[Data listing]
%%
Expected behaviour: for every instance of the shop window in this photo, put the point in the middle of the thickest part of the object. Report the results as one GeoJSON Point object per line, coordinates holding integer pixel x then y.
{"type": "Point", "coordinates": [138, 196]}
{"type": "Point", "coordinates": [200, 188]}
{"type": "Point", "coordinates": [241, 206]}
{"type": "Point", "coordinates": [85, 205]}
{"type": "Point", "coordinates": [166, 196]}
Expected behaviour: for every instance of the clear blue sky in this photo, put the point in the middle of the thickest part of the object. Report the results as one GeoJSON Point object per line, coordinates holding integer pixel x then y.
%%
%%
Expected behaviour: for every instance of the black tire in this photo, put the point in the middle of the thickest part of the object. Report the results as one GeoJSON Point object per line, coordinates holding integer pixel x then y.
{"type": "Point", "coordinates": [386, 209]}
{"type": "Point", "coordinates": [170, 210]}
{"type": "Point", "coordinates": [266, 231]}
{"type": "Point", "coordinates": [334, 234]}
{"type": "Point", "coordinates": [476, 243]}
%%
WHAT YOU ARE ASKED TO DO
Repeat the lines of the data above, unchanged, from the line containing "Expected behaviour: for every instance of the shop" through the line containing "Expected behaviour: for every instance of the clear", inclusive.

IN RESPONSE
Expected behaviour: for every instance of the shop window in this photo, put the point in the middle of the thickest part of the object. Report the results as one GeoJSON Point object per line, coordinates holding integer pixel x then y.
{"type": "Point", "coordinates": [138, 196]}
{"type": "Point", "coordinates": [200, 188]}
{"type": "Point", "coordinates": [241, 206]}
{"type": "Point", "coordinates": [85, 205]}
{"type": "Point", "coordinates": [166, 196]}
Expected behaviour: for every instance of the clear blue sky in this photo, put the point in the middle of the thickest part of the object. Report the results as one GeoJSON Point object per line, coordinates holding integer pixel x then y.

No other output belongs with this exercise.